Metin bölümü
İmgeler, simgeler, sloganlar dünyasındayız. Bu ise bizim gerçeklik algımızı hakikatten sıyırarak görsel algıya hapsediyor.

Durağan, afiş gibi hareket etmeyen ve sessiz belki sadece müziğin eşlik ettiği bir hayal dünyasına götürüyor. Çünkü Siyonistlerin en büyük başarısı Hollywood’dur. Sinema endüstrisi bir kültürel ekme kuramının en iyi uygulayıcısıdır. Haklı olan tek taraf vardır. Ama biz öyle görmeyiz. O taraf biziz çünkü. Öyle işlenir ki bu; biz karakteri kurgunun içindedir. Sizi asla rahatsız etmez. Saçma demezsiniz. Çünkü sizi baş kahraman yerine koyar endüstri. Kurguyu, kahramanın hikayesini afişler ile hayatınıza zihninizin bir yerine yerleştirir. Duygularınızı yönetir bu afişler. Sadece afiş diye bakmayın buna bu bir algının size yerleştirdiği tohumlardır. Çok mu komplo? O zaman zulüm için harekete geç ama pasif bir şekilde değil. Konforunu boz afişin, imge ve simgelerin seni hapsettiği sınırları kırıp harekete geç. Komplo olduğunu göster.

Boykot

Her şekilde devam et. Boykot bizim en büyük silahımız. Uzun vadede çok büyük gelişmeler ve farkındalıklar ortaya çıkaracak aktif bir eylemdir boykot. Sekiz ay önce yerli çamaşır deterjanı bulmakta zorlanırken bugün en az iki yerli marka çıktı. En az üç çeşit bulaşık makinası tableti markası çıktı. Farklı yerli kahve zincirlerinin değeri anlaşıldı. O markanın kahvesinin iğrenç olduğunu biliyoruz artık. Kıyıda köşede çok daha iyi butik kahveciler keşfettik. Boykot bizi yaratıcılığa, düşünmeye, üretmeye itti. Bu daha başlangıç. Boykota devam edersek daha fazla bilinçlenmeye devam edeceğiz. Yaratıcılığımızı kullanmaya daha fazla ihtiyacımız var. Boykot bizi marka bağımlılığından kurtaracak. Birilerinin biçtiği elbiseyi giymenin köle olmakla aynı olduğunu farkedeceğiz. Bir ve beraber olmayı öğreneceğiz. Küreselleşmenin markalaşma ile bir tutulmasının dayatmasını fark edeceğiz. Aynı elbiseyi değil farklı fikirlerde bile olsak zulüm karşısında dünya halkları ile hareket edebileceğimizi gördük, görüyoruz. Tün bunlar asla sinsi oyun kurucularının istemediği şeyler.

Liste
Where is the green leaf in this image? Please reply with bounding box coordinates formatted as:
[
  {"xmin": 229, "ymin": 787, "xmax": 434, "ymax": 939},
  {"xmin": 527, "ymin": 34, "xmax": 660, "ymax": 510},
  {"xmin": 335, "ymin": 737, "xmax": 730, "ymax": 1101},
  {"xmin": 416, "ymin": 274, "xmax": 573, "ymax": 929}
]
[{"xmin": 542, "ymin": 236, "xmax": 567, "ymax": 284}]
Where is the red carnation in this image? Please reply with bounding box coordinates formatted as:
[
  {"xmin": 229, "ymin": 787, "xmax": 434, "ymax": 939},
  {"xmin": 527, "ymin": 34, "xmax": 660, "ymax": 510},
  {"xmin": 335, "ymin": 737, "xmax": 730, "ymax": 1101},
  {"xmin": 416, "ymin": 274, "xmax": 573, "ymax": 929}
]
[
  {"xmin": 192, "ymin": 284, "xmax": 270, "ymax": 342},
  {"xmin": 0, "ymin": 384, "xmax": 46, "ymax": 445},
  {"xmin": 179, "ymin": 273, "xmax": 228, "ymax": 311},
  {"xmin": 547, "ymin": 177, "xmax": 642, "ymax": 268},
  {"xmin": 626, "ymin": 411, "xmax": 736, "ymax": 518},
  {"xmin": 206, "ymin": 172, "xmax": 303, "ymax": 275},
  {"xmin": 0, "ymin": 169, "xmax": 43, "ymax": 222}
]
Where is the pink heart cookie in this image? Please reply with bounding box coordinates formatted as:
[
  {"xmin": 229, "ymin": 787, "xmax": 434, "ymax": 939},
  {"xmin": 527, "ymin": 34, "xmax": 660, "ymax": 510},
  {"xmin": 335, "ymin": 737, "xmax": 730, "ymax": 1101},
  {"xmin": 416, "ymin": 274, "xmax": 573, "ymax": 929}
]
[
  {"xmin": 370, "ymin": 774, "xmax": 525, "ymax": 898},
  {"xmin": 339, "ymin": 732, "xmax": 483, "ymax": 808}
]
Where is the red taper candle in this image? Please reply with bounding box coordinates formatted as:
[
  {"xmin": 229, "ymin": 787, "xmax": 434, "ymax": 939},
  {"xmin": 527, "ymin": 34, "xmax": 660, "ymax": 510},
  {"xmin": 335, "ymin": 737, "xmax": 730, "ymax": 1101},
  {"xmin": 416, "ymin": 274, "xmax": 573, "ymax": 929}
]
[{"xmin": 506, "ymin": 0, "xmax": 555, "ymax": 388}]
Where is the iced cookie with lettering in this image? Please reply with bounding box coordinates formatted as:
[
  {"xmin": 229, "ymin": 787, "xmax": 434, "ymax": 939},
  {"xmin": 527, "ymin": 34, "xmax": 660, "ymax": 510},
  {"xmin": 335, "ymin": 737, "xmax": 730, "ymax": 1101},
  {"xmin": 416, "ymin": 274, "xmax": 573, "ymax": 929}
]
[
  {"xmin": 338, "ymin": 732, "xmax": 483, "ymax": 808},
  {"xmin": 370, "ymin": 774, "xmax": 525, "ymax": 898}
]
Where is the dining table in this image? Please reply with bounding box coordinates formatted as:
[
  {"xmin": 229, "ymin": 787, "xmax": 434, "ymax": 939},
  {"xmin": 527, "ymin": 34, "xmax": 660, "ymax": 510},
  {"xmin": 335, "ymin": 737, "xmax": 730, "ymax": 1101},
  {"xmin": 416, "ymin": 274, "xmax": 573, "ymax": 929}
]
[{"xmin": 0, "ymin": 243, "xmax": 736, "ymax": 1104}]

Verilen görev A
Metin bölümüne göre sekiz ay önce hangi yerli ürünü bulmakta zorlanılıyordu?
Verilen görev B
Listede "Where is the dining" ifadesinin geçtiği satırdan listenin sonuna kadar her şeyi, iki ucu da dahil, aynen tekrarlayın.

Tam çözüm A
Yerli çamaşır deterjanı.

Tam çözüm B
Where is the dining table in this image? Please reply with bounding box coordinates formatted as:
[
  {"xmin": 229, "ymin": 787, "xmax": 434, "ymax": 939},
  {"xmin": 527, "ymin": 34, "xmax": 660, "ymax": 510},
  {"xmin": 335, "ymin": 737, "xmax": 730, "ymax": 1101},
  {"xmin": 416, "ymin": 274, "xmax": 573, "ymax": 929}
]
[{"xmin": 0, "ymin": 243, "xmax": 736, "ymax": 1104}]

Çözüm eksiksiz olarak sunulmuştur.